■ TASK OBJECTIVE
For this exercise, return all the data word for word, with images left out.

■ INPUT DATA
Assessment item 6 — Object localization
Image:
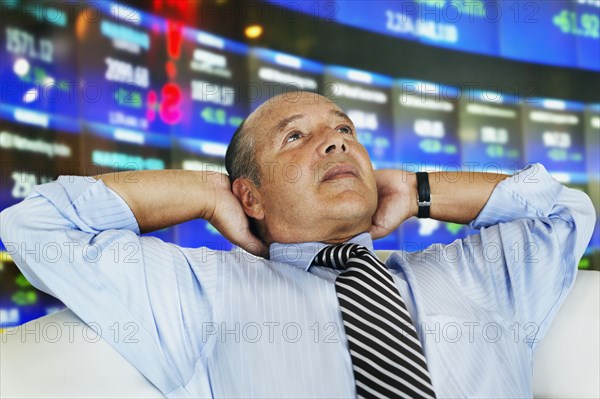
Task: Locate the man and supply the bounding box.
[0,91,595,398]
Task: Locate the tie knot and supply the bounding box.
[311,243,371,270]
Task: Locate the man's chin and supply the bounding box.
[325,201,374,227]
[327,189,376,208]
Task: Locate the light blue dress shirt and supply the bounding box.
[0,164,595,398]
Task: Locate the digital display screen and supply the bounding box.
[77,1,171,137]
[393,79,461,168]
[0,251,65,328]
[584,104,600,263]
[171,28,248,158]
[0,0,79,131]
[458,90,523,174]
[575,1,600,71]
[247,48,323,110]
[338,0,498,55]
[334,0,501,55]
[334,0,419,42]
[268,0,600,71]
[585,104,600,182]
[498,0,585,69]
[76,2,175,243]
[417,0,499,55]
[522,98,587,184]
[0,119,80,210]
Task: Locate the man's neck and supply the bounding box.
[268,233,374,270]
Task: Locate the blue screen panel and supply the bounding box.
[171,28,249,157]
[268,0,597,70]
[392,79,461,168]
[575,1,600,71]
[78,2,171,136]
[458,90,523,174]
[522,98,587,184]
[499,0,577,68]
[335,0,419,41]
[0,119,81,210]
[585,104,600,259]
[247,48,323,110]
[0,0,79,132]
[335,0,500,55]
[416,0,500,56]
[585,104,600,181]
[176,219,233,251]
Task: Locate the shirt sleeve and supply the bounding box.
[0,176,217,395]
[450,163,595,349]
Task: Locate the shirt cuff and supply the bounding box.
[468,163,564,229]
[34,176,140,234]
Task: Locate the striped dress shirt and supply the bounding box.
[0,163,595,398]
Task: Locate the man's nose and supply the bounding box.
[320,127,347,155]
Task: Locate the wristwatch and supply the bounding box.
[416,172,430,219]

■ WRITTEN REPLY
Assessment item 6 — Object localization
Image:
Task: Locate the man and supply the bounding box.
[0,91,595,398]
Task: Locate the tie knot and supply the bounding box.
[311,243,371,270]
Task: Locate the man's chin and supply the bounding box.
[325,201,374,227]
[327,189,376,208]
Task: Locate the light blue dress shirt and supply the bounding box.
[0,164,595,398]
Task: Locate the digital display screen and supply the bounding box.
[77,1,171,137]
[393,79,461,168]
[0,251,65,328]
[584,104,600,263]
[171,28,248,158]
[0,0,79,131]
[458,90,523,174]
[575,1,600,71]
[247,48,323,110]
[338,0,498,55]
[334,0,501,55]
[334,0,419,42]
[268,0,600,71]
[585,104,600,182]
[498,0,585,69]
[76,2,175,243]
[417,0,499,55]
[522,98,587,184]
[0,119,80,210]
Task: Locate the man's neck and supply the bounding box.
[268,233,374,270]
Task: Locate the blue screen panel and supply the bounding box.
[171,28,249,157]
[268,0,597,70]
[392,79,461,168]
[575,1,600,71]
[78,2,171,136]
[458,90,523,174]
[522,98,587,184]
[499,0,577,68]
[335,0,419,41]
[0,119,81,210]
[585,104,600,259]
[247,48,323,110]
[0,0,79,132]
[335,0,500,55]
[416,0,500,56]
[585,104,600,181]
[176,219,233,251]
Task: Locate the shirt sleeve and supply the bounding box.
[0,176,217,395]
[450,163,595,349]
Task: Locate the shirt cuff and supply the bounding box.
[468,163,564,229]
[34,176,140,234]
Task: Locate the striped dress shirt and supply the bounding box.
[0,163,595,398]
Task: Locate the man's nose and supply the bounding box.
[320,127,347,155]
Task: Locate the wristwatch and supply the bounding box.
[416,172,430,219]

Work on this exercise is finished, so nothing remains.